## Selected passage
####

The Price of Faith: Why Gold Still Shines and Silver Once Again Surges: MP Financial Advisory Services LLP

The Festive Glow and the Price of Aspiration
As India steps into the festive season of Diwali, gold and silver once again take centre stage, not only as adornments of tradition but also as indicators of economic sentiment. In 2025, the glimmer of these metals tells a nuanced story: one of sustained global uncertainty, resilient domestic demand, and a shifting balance between affordability and aspiration.
The Journey So Far
Over the last five years, global precious-metal prices have climbed steadily, reflecting a world grappling with inflation, currency adjustments, and persistent geopolitical flux. Between November 2022 and October 2025, gold surged from about $1,900/oz to nearly $3,850/oz, while silver rose from $24/oz to around $47/oz—albeit with far greater volatility. This period also marked a renewed institutional embrace of gold as a strategic reserve asset. As of June 2025, the United States remained the largest holder of official gold reserves with 8,133 tonnes, followed by Germany (3,350 t), Italy (2,452 t), France (2,437 t), and Russia (2,330 t). Among emerging markets, China (2,299 t), India (880 t), and Turkey (635 t) have been active accumulators, underlining a gradual diversification away from the U.S. dollar. Together, these holdings have reinforced gold’s re-monetisation as a store of value within central-bank balance sheets, sustaining demand even at record price levels.
India’s own appetite for gold has mirrored this global trend. Imports rose sharply from $34.6 billion in FY21 to $58 billion in FY25, highlighting both cultural affinity and household resilience. Silver imports too have expanded, reflecting its growing relevance as an industrial and investment metal within the renewable-energy and electronics value chains.
Viewed through a long-term lens, gold and silver have largely advanced in tandem, reflecting their intertwined roles as monetary anchors and indicators of global liquidity. Since the early 2000s, both have been influenced by the same macro undercurrents - cycles in the U.S. dollar, inflation expectations, and shifts in global risk sentiment - resulting in broadly parallel price trajectories despite differing market structures.
In recent years, however, their paths temporarily diverged as underlying drivers evolved. Gold’s ascent was anchored in sustained central-bank accumulation and its renewed role as a hedge against policy and geopolitical uncertainty. Silver, by contrast, oscillated between phases of industrial revival and speculative corrections, revealing its growing dependence on the fortunes of manufacturing, solar energy, and electronics. This phase underscored how gold’s strength has increasingly come from monetary stability, while silver’s has stemmed from industrial dynamism.
By late 2023, the relationship between the two metals had tightened once more. Both benefited from synchronised monetary easing, persistent geopolitical risk, and expanding investment flows into tangible assets. This alignment strengthened dramatically in 2025, as gold prices surged from around $2,650 per oz in January 2025 to nearly $3,860 per oz by October 2025, a rise of almost 45% within ten months, while silver jumped from $29 to over $47 per oz, its highest level in more than a decade, though silver had previously tested this level in 1980 and again in 2011. The rally reflected a confluence of forces: higher expectations from US rate cuts, sustained central-bank buying, and industrial restocking across solar and electronics supply chains. Gold reaffirmed its position as a stable store of value amid macro flux, while silver amplified the momentum as the cyclical bellwether of a broader industrial revival.

####

## Set tasks
1. Copy the article on gold and silver prices word for word from "Viewed through a" to "differing market structures.".
2. Continue the article on gold and silver prices beyond its last sentence.

## Dataset extract
####

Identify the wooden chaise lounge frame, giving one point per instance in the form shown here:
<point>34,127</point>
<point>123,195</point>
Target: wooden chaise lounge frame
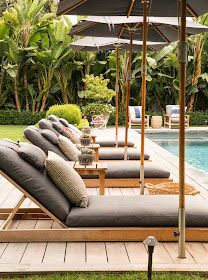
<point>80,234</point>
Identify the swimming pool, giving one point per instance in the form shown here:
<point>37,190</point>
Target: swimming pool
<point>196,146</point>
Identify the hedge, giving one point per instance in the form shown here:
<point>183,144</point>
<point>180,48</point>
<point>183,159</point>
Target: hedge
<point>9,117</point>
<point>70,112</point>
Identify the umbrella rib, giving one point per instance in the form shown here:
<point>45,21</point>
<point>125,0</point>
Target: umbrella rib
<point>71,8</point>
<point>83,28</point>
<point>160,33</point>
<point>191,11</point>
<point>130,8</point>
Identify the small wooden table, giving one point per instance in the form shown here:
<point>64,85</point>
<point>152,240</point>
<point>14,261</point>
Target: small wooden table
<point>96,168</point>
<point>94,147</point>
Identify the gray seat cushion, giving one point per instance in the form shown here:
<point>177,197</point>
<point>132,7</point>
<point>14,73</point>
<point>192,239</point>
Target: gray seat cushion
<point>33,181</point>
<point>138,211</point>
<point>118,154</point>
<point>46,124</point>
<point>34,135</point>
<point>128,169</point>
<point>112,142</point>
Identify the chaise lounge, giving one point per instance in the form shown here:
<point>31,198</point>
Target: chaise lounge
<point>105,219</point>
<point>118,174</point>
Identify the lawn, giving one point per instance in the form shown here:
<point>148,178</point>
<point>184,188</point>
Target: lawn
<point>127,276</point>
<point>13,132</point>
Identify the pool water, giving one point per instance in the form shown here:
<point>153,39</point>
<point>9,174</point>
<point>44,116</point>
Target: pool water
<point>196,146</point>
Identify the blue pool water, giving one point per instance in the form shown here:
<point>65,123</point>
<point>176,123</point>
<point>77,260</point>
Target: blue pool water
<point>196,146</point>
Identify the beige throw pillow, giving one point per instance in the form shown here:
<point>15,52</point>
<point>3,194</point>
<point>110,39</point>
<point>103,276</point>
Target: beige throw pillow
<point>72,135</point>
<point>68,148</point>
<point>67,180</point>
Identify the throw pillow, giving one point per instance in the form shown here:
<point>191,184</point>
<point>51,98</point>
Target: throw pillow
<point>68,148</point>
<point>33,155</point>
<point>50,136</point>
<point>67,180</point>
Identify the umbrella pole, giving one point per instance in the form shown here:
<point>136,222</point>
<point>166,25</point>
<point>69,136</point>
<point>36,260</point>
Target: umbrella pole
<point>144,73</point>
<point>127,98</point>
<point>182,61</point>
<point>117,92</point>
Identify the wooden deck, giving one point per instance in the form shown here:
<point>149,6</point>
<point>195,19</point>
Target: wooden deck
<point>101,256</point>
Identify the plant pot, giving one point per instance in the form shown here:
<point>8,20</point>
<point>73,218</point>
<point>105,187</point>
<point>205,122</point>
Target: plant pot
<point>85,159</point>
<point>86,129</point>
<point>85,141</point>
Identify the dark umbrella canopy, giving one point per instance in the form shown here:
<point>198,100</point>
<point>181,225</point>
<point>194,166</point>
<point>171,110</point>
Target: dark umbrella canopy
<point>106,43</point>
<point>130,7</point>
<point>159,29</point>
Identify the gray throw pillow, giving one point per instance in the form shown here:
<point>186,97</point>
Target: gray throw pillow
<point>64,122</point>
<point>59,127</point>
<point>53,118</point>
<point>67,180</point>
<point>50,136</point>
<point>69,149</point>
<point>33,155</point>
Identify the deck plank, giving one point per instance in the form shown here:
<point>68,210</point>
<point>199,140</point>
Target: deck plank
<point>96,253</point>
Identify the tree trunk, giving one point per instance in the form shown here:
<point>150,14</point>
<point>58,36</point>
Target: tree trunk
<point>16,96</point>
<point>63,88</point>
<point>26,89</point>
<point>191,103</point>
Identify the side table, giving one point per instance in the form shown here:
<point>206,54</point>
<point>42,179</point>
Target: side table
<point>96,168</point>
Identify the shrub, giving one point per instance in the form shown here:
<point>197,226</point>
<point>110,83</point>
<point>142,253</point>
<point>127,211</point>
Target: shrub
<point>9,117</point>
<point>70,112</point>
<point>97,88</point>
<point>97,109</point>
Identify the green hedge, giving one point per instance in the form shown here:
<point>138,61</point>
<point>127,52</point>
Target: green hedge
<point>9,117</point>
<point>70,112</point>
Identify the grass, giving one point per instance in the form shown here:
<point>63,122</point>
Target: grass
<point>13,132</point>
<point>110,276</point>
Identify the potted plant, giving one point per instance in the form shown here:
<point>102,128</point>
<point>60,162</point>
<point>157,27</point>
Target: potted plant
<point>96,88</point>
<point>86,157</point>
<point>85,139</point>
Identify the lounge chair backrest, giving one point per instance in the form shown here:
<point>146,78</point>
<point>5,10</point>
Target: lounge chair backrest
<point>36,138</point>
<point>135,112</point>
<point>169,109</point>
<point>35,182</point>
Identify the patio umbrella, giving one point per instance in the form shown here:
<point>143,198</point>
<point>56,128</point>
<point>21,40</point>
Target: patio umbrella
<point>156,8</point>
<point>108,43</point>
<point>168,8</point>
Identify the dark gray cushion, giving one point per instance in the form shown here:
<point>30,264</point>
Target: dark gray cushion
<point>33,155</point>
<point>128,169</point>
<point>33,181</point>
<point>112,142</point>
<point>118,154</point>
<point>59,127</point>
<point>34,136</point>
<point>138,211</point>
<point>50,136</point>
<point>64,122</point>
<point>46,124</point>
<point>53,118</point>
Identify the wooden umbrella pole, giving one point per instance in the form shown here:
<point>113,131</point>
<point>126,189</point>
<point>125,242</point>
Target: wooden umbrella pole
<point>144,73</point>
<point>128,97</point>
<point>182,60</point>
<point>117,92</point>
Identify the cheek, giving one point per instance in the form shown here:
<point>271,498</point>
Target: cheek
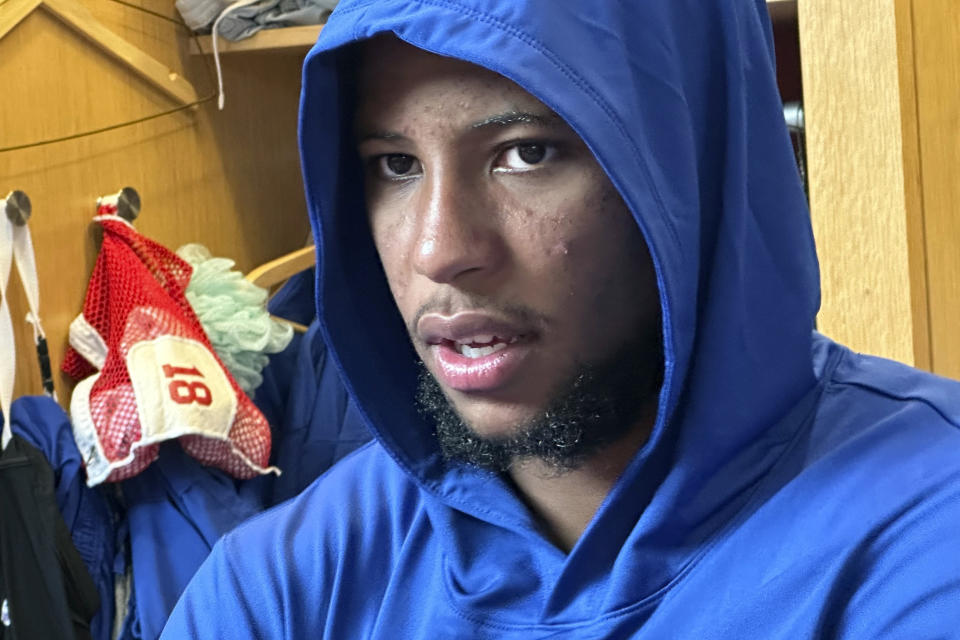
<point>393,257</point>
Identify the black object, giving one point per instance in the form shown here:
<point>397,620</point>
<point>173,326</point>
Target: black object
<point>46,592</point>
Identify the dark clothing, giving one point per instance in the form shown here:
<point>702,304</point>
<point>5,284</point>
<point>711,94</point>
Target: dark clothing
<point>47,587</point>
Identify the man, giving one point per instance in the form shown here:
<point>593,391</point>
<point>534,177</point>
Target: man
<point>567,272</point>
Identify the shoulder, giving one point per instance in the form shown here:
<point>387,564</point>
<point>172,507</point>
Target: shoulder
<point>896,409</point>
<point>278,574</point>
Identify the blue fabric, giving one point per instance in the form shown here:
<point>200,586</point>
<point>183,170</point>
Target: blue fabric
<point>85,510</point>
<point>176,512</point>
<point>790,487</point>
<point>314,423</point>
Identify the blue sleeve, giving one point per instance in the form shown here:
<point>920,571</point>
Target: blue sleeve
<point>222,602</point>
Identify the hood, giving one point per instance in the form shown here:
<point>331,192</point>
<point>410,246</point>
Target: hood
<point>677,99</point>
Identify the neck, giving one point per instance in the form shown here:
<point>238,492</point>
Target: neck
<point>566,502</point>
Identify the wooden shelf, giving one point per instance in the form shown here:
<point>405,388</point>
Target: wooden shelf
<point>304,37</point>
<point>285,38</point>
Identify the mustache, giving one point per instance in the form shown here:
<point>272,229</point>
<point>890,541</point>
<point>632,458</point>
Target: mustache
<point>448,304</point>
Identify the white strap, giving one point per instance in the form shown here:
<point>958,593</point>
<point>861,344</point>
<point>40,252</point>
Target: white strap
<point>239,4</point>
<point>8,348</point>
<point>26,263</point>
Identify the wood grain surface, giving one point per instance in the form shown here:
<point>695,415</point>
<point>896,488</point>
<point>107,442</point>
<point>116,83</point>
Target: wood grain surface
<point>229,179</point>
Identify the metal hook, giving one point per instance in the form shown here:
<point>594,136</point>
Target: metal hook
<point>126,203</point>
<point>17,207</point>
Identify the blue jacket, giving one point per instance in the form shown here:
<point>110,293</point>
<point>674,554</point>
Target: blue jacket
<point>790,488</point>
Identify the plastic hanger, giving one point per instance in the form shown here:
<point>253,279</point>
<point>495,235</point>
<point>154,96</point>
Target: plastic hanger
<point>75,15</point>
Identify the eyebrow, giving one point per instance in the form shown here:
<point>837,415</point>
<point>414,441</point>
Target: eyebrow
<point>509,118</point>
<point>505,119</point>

####

## Answers per task
1.
Viewed through a long-term lens, gold and silver have largely advanced in tandem, reflecting their intertwined roles as monetary anchors and indicators of global liquidity. Since the early 2000s, both have been influenced by the same macro undercurrents - cycles in the U.S. dollar, inflation expectations, and shifts in global risk sentiment - resulting in broadly parallel price trajectories despite differing market structures.

2.
The Festive Demand Pulse
Despite higher prices, retail demand ahead of Diwali remains buoyant, with an indication of a shift in buying patterns rather than a withdrawal. Consumers are increasingly:
* Opting for lighter, lower-karat designs, balancing tradition with affordability.
* Leveraging exchange and old-gold programs to mitigate costs.
* Experimenting with digital gold and sovereign gold bonds, allowing participation without heavy upfront outlays.
Silver, meanwhile, is gaining ground as a symbolic and practical substitute. Beyond its decorative appeal, the industrial demand linked to solar panels, electronics, and electric mobility adds fundamental support to prices, creating a dual-use demand base that gold lacks. Yet, for many Indian households, the question is no longer whether to buy gold, but how much, and in what form.
Is Gold Becoming Out of Reach?
It is tempting to say so. At over Rs.1 lakh per 10 grams, gold has moved beyond the comfort zone of many middle-income households. Yet, history shows that gold in India is not just a commodity; it is a cultural and psychological store of value. When prices soar, Indians don’t abandon gold; they adapt their approach. The metal’s symbolic role in weddings, savings, and festive gifting ensures that even as purchases become smaller, participation persists. What is likely to evolve is how gold is owned, not whether it is. The shift from physical jewellery to paper or digital gold and the growing acceptance of exchange-based savings schemes suggest that the idea of owning gold is being redefined, from ornamental to strategic.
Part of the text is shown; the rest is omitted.